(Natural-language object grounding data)
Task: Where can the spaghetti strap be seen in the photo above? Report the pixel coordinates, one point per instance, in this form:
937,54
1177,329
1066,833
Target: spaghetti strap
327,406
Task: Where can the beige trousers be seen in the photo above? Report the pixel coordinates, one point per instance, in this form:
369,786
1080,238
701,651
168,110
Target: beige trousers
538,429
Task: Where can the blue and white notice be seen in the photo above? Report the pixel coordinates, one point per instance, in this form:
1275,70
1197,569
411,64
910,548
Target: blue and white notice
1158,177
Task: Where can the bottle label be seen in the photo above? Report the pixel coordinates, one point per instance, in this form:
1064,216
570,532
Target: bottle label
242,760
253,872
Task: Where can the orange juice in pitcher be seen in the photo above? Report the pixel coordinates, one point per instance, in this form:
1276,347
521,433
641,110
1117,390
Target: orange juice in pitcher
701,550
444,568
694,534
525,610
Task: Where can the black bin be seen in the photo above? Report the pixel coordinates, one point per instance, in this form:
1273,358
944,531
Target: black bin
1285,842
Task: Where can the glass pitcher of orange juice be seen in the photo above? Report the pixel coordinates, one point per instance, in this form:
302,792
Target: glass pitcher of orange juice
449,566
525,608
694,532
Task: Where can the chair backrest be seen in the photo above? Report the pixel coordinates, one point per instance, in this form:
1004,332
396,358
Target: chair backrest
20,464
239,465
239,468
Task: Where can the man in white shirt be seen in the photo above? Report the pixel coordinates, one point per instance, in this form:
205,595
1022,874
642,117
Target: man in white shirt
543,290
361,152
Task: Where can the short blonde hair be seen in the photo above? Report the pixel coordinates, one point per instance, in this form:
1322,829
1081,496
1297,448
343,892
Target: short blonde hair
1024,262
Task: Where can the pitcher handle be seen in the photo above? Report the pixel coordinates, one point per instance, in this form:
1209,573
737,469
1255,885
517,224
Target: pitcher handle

- EXERCISE DIRECTIONS
Output the complete data verbatim.

- PROBLEM SOLUTION
Task: Where can the spaghetti strap be seen in the photo above? Report the pixel coordinates, one point per instance, in this form:
937,54
1177,329
1066,833
Target: spaghetti strap
327,406
Task: Where can the beige trousers be seen in the photo above? Report the pixel coordinates, one point per instance, in this form:
369,786
1080,238
701,651
168,110
Target: beige trousers
538,429
Task: Where can the blue and white notice be seen in the photo above? Report the pixel coordinates, one point per instance, in this form:
1275,70
1197,569
411,64
910,548
Target: blue and white notice
1158,177
Task: Where can the bottle label be seen in the photo above? Report the pixel coordinates, one point per instance, in this form:
1064,216
570,532
Target: bottle label
242,760
253,872
Task: Where can the orange juice in pitcher be seen in the photo above? Report the pixel coordinates, one point per instance, in this form:
1276,347
521,433
641,110
1117,390
Target: orange juice in pitcher
701,550
444,568
694,534
525,610
Task: Where can the black bin be seen in the photo above? Report the pixel coordinates, one point per instance, in this form:
1273,358
944,531
Target: black bin
1285,842
Task: Where can the glass pitcher of orange juice be seen in the photo above? Report the pixel coordinates, one point per instance, in this form:
302,792
Target: glass pitcher of orange juice
449,566
525,608
694,532
Task: Where can the chair backrest be seen in the photo above? Report the pixel coordinates, one point per instance, in this form:
1004,332
396,358
Target: chair backrest
20,464
239,465
239,468
Task: Where can the man in white shirt be seen in the photo above? Report the pixel coordinates, one point per instance, in this form:
205,595
1022,874
642,117
Target: man in white shirt
543,290
361,152
Task: Where can the short blonde hair be seen in the photo above? Report the pixel coordinates, one point per instance, in this form:
1322,829
1081,496
1297,448
343,892
Target: short blonde hair
1024,262
Task: Where can the pitcher handle be seen in the photo above? Report the pixel coordinates, one point per instance, in this form:
1209,573
737,469
1255,885
517,224
Target: pitcher handle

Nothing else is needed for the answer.